Take the entries below and return them unchanged.

▶ _Records_
————

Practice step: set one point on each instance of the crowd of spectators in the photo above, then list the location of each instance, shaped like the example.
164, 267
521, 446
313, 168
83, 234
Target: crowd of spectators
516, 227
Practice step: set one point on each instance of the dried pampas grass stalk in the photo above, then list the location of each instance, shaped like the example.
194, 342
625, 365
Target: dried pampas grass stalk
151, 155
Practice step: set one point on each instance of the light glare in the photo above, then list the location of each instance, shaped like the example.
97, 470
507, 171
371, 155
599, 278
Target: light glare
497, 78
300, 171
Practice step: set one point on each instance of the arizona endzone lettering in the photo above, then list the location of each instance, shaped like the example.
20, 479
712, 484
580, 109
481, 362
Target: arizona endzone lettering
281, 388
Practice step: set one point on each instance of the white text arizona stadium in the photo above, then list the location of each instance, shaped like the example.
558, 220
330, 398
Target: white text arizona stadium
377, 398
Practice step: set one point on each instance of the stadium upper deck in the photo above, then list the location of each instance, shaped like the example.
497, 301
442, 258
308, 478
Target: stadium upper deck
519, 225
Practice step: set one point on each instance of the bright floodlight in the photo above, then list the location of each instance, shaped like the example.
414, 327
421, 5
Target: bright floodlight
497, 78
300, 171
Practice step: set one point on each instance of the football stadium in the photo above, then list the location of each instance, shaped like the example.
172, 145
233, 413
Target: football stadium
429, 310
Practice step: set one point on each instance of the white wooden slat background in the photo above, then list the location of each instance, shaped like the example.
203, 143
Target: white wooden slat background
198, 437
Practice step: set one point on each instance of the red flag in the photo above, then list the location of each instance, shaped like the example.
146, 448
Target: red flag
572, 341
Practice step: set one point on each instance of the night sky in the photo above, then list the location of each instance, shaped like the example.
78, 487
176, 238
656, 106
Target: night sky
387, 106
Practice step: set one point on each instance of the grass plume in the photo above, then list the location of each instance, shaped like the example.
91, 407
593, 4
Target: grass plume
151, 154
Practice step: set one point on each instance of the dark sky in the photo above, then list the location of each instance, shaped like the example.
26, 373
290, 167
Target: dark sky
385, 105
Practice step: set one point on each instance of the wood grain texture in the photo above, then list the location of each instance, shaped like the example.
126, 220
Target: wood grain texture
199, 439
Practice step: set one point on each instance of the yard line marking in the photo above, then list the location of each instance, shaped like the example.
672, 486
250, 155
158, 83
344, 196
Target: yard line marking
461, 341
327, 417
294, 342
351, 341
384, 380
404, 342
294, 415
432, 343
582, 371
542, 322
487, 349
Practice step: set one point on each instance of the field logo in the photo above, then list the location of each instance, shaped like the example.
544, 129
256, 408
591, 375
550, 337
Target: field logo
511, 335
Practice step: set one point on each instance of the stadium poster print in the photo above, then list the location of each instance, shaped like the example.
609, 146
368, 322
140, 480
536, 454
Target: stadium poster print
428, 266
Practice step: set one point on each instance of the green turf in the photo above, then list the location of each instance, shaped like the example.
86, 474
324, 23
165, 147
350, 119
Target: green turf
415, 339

————

▶ _Solution to the problem_
Practice step: set one point on each instance of the crowd of spectators in the photo above, then list the location of each instance, shaped like the example.
164, 267
521, 446
313, 168
83, 234
Target: crowd of spectators
516, 227
Practice step: set one point on each instance of the dried pampas grass stalk in the photo above, then list the location of each instance, shaped like the example.
194, 342
625, 365
Target: dried pampas grass stalk
151, 155
Practice step: set one point on each instance of the light glare in the photo above, then list the location of each instance, shaped like the example.
97, 470
507, 171
371, 155
599, 278
Target: light glare
497, 78
300, 171
Practice step: set one point on each instance of the arizona endzone lettering in the photo above, then list the location of each instance, shaped like the example.
20, 479
712, 484
580, 109
481, 362
Target: arizona endzone lettering
281, 388
Practice step: set one point on each instance of the white text arizona stadium in the photo above, then list the location of each instance, shaped like the example.
558, 220
330, 398
Target: white text arizona stadium
377, 398
Practice step: set one point on each instance of the stadium upper deck in the photo above, then list the location of each instance, shaped like the example.
497, 301
442, 258
308, 478
Target: stadium upper deck
519, 225
Practice step: set one point on each instance of the bright floodlight in the photo above, then list the location of each instance, shaped like the example.
414, 327
421, 5
Target: bright floodlight
497, 78
300, 171
Practice step: set one point on each instance of the football stadium in the photo above, then list the location of each instance, shaped like the example.
172, 145
233, 413
Target: football stadium
429, 310
Practice step: set one point on each instance of the white wooden slat background in the photo above, then list the location of each instance, shaped like the example.
203, 143
Target: white wooden slat background
198, 437
Practice step: set one point on each instance of the red flag in the photo above, then list the location of each instance, shaped like the example.
146, 448
Target: red flag
572, 341
Practice step: set one point on each instance of the night sky in the photo above, then list the location of each instance, shaped like the example.
78, 487
176, 238
656, 106
Target: night sky
387, 106
Practice step: set one point on each instance of the grass plume in the photo above, then list the location of each instance, shaped like the example.
91, 407
593, 4
Target: grass plume
151, 154
Practice step: set one point on each instance of the dark sky in the photo above, then list the location of each instance, shaped like the example.
26, 373
290, 167
Target: dark sky
385, 105
Practice step: set one point on each instance of the wood grain texture in the photo above, then list the location of each instance, shaped like the example.
126, 220
Target: wood grain texture
199, 439
Practice step: set one point on each instance of the yard line marking in the photo above, then list the location of each instance, shaped like the example.
672, 486
250, 155
158, 83
344, 196
Target: yard line marking
461, 341
327, 417
294, 342
351, 341
384, 380
404, 342
294, 415
432, 343
582, 371
542, 322
487, 349
Practice step: set one point on each instance of the field logo in the photo above, then list the location of each instance, shaped like the example.
544, 129
256, 408
591, 375
550, 337
Target: field logo
511, 335
Practice step: set one point on each instance of the stadium poster print in the photo above, then list the location of each instance, shaped like the example.
609, 146
368, 322
140, 480
536, 454
Target: stadium poster print
428, 266
Practice step: set one point on each instance of the green turf in the photo above, then list the location of each instance, shaped like the example.
86, 474
324, 23
165, 147
350, 119
Target: green turf
415, 339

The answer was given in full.